• Data entries:
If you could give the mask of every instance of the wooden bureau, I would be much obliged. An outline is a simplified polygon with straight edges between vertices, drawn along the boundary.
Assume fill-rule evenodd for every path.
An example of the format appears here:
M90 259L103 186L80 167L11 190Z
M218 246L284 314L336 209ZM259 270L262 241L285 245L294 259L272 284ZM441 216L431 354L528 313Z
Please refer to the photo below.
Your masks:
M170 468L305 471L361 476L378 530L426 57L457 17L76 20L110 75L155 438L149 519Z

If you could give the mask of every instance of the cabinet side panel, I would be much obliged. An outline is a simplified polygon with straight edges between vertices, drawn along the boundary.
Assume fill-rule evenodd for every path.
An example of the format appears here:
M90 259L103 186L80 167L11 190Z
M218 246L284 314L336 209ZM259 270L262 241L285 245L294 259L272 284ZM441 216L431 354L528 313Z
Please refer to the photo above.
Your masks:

---

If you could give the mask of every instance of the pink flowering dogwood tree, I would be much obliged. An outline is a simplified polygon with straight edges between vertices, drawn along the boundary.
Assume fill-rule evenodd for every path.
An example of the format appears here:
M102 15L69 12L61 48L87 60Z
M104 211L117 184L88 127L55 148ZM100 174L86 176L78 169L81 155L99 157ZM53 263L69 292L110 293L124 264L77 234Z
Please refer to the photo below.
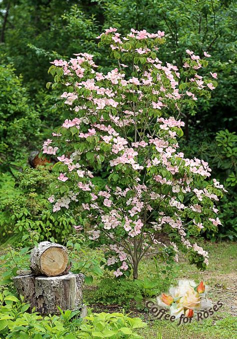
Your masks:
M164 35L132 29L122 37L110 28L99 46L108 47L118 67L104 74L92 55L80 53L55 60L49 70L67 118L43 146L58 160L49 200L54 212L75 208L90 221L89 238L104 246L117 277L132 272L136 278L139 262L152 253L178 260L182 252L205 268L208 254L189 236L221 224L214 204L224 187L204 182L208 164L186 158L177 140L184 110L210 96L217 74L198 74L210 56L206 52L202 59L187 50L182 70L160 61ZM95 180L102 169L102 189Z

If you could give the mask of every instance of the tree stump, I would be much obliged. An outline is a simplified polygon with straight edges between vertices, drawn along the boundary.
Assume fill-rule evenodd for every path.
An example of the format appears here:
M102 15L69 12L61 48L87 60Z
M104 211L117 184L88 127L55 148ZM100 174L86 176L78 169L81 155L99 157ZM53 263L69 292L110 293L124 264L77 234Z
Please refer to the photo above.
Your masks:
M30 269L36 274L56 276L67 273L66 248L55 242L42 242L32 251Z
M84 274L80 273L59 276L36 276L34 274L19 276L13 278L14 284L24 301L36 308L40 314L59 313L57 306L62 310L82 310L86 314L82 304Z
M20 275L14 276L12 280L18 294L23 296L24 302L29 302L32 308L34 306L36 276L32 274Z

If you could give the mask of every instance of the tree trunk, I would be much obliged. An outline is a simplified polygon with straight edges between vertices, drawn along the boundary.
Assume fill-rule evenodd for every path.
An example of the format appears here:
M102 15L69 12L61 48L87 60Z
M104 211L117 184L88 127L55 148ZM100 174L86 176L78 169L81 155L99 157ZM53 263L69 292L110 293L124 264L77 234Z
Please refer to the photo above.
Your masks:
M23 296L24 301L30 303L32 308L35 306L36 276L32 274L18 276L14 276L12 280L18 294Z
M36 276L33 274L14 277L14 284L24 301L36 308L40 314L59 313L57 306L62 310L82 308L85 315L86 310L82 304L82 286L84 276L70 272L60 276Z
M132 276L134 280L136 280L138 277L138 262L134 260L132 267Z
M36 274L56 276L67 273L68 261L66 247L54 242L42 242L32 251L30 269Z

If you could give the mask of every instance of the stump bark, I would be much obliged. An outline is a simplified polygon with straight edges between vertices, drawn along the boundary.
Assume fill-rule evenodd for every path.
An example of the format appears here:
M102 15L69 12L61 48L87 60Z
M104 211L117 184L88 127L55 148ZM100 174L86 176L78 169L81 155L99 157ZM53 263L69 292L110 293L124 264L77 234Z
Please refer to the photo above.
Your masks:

• What is being asked:
Reproduce, character for character, everything from the line containing "tree stump, I" down to the line containing "M20 275L14 276L12", including both of those lines.

• Worked answer:
If you could give the mask of every instance of the tree stump, I would be much obliged. An outline is a simplified polygon with straight edges between vertices, drawn along the boundary.
Assume fill-rule evenodd for every path.
An example of the format appears here:
M102 15L69 12L61 48L87 60Z
M104 211L117 184L88 127L55 148ZM100 174L86 176L78 169L81 155L99 157ZM53 263L69 292L110 293L124 264L77 234Z
Please refer to the photo above.
Your masks:
M30 269L36 274L56 276L67 273L66 248L55 242L42 242L32 251Z
M84 274L80 273L59 276L36 276L34 274L19 276L13 278L14 284L24 301L36 308L40 314L59 313L57 306L62 310L82 310L86 314L82 304Z
M20 275L14 276L12 280L18 294L23 296L24 302L29 302L32 308L34 306L36 276L32 274Z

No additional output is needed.